## What you are asked to do
Pick out every line of the records below that contains the string "ObjectFinder", and copy each one. Matching is case-sensitive.

[Bounding-box records]
--
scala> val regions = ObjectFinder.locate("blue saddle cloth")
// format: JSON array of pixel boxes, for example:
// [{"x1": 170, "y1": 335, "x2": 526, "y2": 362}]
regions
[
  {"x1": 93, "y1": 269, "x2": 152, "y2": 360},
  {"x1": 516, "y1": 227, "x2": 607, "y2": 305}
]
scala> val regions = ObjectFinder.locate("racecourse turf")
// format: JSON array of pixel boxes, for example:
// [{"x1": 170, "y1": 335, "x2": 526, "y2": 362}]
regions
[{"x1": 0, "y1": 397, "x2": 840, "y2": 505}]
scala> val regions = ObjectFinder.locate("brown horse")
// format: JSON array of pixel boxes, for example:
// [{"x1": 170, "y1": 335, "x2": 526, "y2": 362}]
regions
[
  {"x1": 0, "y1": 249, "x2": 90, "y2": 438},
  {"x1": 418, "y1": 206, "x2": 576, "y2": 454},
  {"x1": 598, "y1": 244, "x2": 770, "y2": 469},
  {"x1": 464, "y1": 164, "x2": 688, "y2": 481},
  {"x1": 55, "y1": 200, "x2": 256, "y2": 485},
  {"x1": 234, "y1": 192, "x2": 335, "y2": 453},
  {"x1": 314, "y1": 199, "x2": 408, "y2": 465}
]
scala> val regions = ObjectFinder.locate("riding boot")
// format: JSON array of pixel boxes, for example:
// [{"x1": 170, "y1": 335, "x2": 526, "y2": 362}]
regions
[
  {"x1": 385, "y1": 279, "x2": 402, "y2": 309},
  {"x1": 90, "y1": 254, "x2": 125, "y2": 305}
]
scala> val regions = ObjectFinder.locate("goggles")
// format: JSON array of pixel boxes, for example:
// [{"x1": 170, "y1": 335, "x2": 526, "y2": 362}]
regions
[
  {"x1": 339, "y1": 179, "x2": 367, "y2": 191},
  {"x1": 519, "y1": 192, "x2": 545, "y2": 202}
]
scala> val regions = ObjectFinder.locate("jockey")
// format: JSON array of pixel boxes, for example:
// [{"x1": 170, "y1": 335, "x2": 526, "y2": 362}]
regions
--
## Full response
scala> val regions = ObjectFinder.locate("blue saddle cloth")
scala> val regions = ObjectFinder.locate("racecourse turf")
scala> val regions = ObjectFinder.locate("brown horse")
scala> val regions = ObjectFinder.locate("riding boot")
scala> val regions = ObjectFinder.locate("goggles")
scala> val regions = ObjectFinder.locate("jockey")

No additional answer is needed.